━━━━━ Records for processing

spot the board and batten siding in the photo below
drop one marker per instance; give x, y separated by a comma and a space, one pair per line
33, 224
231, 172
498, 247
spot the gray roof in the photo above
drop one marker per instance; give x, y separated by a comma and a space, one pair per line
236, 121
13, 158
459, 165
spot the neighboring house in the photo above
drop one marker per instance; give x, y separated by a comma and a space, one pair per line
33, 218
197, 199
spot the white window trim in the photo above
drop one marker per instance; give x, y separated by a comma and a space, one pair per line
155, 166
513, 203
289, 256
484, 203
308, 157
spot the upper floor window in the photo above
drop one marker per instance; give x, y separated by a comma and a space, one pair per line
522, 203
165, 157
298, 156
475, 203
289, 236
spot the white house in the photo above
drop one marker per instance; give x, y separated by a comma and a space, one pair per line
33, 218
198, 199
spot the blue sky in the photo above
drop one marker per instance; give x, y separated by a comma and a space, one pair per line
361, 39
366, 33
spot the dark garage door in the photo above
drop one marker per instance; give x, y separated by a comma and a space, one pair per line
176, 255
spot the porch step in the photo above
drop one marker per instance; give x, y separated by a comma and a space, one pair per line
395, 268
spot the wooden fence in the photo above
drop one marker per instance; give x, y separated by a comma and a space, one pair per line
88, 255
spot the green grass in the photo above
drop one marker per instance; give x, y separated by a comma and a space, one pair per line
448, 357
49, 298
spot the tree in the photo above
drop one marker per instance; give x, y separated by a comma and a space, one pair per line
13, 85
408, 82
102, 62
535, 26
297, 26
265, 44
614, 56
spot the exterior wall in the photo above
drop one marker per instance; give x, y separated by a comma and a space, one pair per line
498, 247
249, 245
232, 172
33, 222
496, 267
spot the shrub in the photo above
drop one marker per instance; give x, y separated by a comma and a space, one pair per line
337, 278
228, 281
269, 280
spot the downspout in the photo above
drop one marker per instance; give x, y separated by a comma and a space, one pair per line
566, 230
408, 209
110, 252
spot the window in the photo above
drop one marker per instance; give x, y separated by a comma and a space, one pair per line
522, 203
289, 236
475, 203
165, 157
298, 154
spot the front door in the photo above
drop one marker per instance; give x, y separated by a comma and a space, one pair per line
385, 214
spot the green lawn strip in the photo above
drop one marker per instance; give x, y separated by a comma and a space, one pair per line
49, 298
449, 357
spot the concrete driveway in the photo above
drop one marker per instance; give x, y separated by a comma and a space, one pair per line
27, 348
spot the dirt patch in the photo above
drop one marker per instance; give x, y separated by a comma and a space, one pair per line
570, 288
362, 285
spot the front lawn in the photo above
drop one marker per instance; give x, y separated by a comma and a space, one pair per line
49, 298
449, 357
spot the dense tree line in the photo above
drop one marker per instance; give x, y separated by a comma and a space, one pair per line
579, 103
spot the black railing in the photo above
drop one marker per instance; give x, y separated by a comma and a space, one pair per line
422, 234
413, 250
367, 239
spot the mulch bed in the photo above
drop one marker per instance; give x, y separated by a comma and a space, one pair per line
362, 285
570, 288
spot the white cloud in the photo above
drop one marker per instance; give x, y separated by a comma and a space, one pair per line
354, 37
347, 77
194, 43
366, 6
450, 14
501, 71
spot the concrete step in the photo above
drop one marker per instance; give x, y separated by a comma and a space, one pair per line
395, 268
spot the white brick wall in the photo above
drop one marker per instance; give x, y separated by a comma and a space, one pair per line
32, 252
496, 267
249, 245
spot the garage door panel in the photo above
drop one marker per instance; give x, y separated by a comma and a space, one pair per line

━━━━━━━━━━

**What needs to be done:** Quote every line from the beginning of the entries up to and including the line that contains "spot the tree in the photo above".

**Solution to the problem:**
spot the board and batten siding in the photo below
drop one marker per instance; give x, y separated by a comma and a space, one pair per line
33, 224
231, 172
498, 247
spot the gray roof in the photo above
drop one marker per instance; give x, y separated by a comma and a space, one pair per line
236, 121
13, 158
459, 165
spot the neighboring house in the photo above
drop one marker per instance; give x, y separated by a comma and a space, one pair per line
33, 218
197, 199
spot the white window trim in the photo above
drop one marker per instance; give x, y separated by a comma and a space, one pair per line
155, 166
513, 203
289, 256
484, 203
308, 157
spot the upper floor window in the photo above
drop one marker per instance; give x, y separated by a comma and a space, one pair per line
522, 203
165, 157
298, 156
475, 203
289, 236
spot the white house in the photo above
drop one marker per instance; give x, y separated by a comma and a space, one pair per line
33, 218
198, 199
spot the blue sky in the photo above
drop one marker per instance; give x, y separated by a comma and a space, one pair per line
361, 39
366, 33
spot the dark garage door in the photo above
drop one marker per instance; give x, y separated by a comma and a space, one pair per line
176, 255
spot the porch step in the photo above
drop one marker per instance; give x, y separated by a comma and a space, one pair per line
395, 268
spot the wooden fence in the photo above
drop one marker per instance; give x, y separated by a comma and a space, one pair per line
88, 255
spot the green grass in the photo above
drop one marker per instance; give x, y separated by a comma and a space, one pair per line
448, 357
49, 298
spot the tree in the photo above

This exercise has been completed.